▶ _Task description_:
Each entry below is to be printed verbatim.

== Data for the task ==

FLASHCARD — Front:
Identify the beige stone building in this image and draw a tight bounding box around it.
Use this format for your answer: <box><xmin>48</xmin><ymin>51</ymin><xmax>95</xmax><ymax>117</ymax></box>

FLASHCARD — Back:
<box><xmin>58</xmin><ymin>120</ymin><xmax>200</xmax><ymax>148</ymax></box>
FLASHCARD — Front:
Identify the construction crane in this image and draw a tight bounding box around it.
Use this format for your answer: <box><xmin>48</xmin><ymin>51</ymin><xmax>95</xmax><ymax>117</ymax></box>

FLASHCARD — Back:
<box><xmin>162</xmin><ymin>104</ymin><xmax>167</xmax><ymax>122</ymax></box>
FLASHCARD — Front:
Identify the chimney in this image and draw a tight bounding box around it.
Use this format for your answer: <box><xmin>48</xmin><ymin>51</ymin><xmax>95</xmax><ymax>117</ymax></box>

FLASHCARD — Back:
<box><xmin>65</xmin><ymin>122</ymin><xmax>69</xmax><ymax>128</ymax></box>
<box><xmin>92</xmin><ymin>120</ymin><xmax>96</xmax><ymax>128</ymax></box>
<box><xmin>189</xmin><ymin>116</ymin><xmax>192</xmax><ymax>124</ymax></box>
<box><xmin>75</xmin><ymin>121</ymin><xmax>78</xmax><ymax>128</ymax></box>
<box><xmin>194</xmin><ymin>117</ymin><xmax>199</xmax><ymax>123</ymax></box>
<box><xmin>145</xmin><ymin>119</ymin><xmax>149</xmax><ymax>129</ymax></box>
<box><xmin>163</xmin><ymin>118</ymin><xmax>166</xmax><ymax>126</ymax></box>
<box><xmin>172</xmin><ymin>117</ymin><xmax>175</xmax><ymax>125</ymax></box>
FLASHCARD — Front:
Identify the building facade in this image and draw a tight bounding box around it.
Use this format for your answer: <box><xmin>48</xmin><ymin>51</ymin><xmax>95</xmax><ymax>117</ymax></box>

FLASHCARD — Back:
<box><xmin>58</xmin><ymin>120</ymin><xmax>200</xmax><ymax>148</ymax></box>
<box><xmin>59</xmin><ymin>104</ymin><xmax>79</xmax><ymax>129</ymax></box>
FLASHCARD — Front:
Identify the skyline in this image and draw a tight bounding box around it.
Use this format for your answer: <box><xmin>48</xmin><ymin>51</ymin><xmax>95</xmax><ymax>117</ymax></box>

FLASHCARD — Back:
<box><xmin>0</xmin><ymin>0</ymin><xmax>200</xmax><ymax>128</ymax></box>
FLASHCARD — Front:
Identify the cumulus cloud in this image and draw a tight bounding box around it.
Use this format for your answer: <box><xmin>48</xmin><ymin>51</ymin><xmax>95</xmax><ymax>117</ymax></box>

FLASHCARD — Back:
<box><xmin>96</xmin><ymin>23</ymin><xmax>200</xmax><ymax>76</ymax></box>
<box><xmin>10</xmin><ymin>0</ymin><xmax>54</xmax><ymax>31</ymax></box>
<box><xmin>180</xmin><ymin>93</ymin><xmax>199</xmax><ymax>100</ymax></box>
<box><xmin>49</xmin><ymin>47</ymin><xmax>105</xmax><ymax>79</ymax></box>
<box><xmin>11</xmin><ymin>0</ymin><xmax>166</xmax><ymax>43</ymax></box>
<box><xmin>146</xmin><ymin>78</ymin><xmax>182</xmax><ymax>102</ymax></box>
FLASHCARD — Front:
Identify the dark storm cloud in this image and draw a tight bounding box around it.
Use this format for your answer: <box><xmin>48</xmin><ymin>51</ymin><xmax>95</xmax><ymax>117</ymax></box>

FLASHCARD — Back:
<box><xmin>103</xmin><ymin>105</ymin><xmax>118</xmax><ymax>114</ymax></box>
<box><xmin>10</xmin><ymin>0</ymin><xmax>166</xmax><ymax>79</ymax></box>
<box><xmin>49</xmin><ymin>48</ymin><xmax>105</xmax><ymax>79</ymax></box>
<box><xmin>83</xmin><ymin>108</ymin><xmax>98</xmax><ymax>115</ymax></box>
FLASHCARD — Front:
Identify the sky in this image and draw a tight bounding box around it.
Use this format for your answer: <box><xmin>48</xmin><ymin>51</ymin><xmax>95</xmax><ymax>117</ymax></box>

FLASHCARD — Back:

===

▶ _Solution to this task_:
FLASHCARD — Front:
Identify the beige stone building in this image and draw a tight bounding box around it.
Use this format for your answer: <box><xmin>48</xmin><ymin>51</ymin><xmax>95</xmax><ymax>117</ymax></box>

FLASHCARD — Back:
<box><xmin>58</xmin><ymin>120</ymin><xmax>200</xmax><ymax>148</ymax></box>
FLASHCARD — Front:
Identify the construction crane in this image and draw a tight bounding box around it.
Use this format for your answer: <box><xmin>48</xmin><ymin>51</ymin><xmax>95</xmax><ymax>117</ymax></box>

FLASHCARD — Back:
<box><xmin>162</xmin><ymin>104</ymin><xmax>167</xmax><ymax>122</ymax></box>
FLASHCARD — Front:
Identify the chimney in this image and draw a tight bounding box around it.
Use this format for your answer: <box><xmin>48</xmin><ymin>51</ymin><xmax>95</xmax><ymax>117</ymax></box>

FLASHCARD — Back:
<box><xmin>65</xmin><ymin>122</ymin><xmax>69</xmax><ymax>128</ymax></box>
<box><xmin>92</xmin><ymin>120</ymin><xmax>96</xmax><ymax>128</ymax></box>
<box><xmin>189</xmin><ymin>116</ymin><xmax>192</xmax><ymax>124</ymax></box>
<box><xmin>75</xmin><ymin>121</ymin><xmax>78</xmax><ymax>128</ymax></box>
<box><xmin>194</xmin><ymin>117</ymin><xmax>199</xmax><ymax>123</ymax></box>
<box><xmin>145</xmin><ymin>119</ymin><xmax>149</xmax><ymax>129</ymax></box>
<box><xmin>163</xmin><ymin>118</ymin><xmax>166</xmax><ymax>126</ymax></box>
<box><xmin>172</xmin><ymin>117</ymin><xmax>175</xmax><ymax>125</ymax></box>
FLASHCARD — Front:
Identify the building facade in this image and draw a tight bounding box around it.
Use this format for your answer: <box><xmin>48</xmin><ymin>51</ymin><xmax>95</xmax><ymax>117</ymax></box>

FLASHCARD — Back:
<box><xmin>58</xmin><ymin>120</ymin><xmax>200</xmax><ymax>148</ymax></box>
<box><xmin>59</xmin><ymin>104</ymin><xmax>79</xmax><ymax>129</ymax></box>
FLASHCARD — Front:
Identify the skyline in this image and draw a tight bounding box around it.
Use this format for your answer: <box><xmin>48</xmin><ymin>51</ymin><xmax>95</xmax><ymax>117</ymax></box>

FLASHCARD — Back:
<box><xmin>0</xmin><ymin>0</ymin><xmax>200</xmax><ymax>128</ymax></box>
FLASHCARD — Front:
Identify the cumulus cloud in this image and draw a tight bounding box around it.
Use this format for your answer: <box><xmin>48</xmin><ymin>51</ymin><xmax>95</xmax><ymax>117</ymax></box>

FLASHCARD — Back:
<box><xmin>96</xmin><ymin>23</ymin><xmax>200</xmax><ymax>76</ymax></box>
<box><xmin>10</xmin><ymin>0</ymin><xmax>54</xmax><ymax>31</ymax></box>
<box><xmin>180</xmin><ymin>93</ymin><xmax>199</xmax><ymax>100</ymax></box>
<box><xmin>49</xmin><ymin>47</ymin><xmax>105</xmax><ymax>79</ymax></box>
<box><xmin>11</xmin><ymin>0</ymin><xmax>166</xmax><ymax>43</ymax></box>
<box><xmin>146</xmin><ymin>78</ymin><xmax>182</xmax><ymax>102</ymax></box>
FLASHCARD — Front:
Identify the dark storm cloud in this image and draw a tight bounding box around it.
Use this format for your answer: <box><xmin>48</xmin><ymin>51</ymin><xmax>95</xmax><ymax>117</ymax></box>

FLASHCARD — Back:
<box><xmin>103</xmin><ymin>105</ymin><xmax>118</xmax><ymax>114</ymax></box>
<box><xmin>10</xmin><ymin>0</ymin><xmax>166</xmax><ymax>79</ymax></box>
<box><xmin>49</xmin><ymin>48</ymin><xmax>105</xmax><ymax>79</ymax></box>
<box><xmin>83</xmin><ymin>108</ymin><xmax>98</xmax><ymax>115</ymax></box>
FLASHCARD — Front:
Identify the sky in this image and draw a tight bounding box around it.
Use this format for your answer: <box><xmin>48</xmin><ymin>51</ymin><xmax>95</xmax><ymax>117</ymax></box>

FLASHCARD — Back:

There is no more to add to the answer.